REQUIRED WORK -
Gather every line of the entries below that contains the word "woman". Case counts, so match only that exact capitalization.
───── ENTRIES SHOWN ─────
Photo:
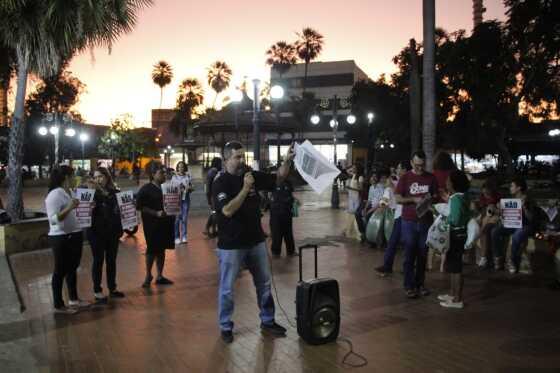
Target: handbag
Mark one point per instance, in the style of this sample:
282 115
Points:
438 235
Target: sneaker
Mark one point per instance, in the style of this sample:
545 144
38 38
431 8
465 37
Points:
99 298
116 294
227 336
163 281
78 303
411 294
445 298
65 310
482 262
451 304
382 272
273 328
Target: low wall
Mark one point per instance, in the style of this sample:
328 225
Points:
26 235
─────
───── ENTRIES SHOWN ─────
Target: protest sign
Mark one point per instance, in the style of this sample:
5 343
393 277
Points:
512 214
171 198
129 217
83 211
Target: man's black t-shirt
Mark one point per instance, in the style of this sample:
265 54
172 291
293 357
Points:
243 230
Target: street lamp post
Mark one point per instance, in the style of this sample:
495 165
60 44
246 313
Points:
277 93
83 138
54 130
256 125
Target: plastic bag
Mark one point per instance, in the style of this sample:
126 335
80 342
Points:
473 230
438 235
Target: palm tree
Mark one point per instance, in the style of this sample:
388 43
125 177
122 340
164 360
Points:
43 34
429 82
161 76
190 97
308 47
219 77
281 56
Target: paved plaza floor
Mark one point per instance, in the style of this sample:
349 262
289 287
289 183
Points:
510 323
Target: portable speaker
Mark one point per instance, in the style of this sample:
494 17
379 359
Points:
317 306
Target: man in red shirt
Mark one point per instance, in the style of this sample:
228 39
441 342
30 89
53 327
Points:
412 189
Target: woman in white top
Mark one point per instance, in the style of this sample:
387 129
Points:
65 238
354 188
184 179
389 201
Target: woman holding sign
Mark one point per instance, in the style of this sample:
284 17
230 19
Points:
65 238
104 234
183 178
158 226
─────
EXERCISE RESPONSE -
Target: woman in white top
Target: woman holding sign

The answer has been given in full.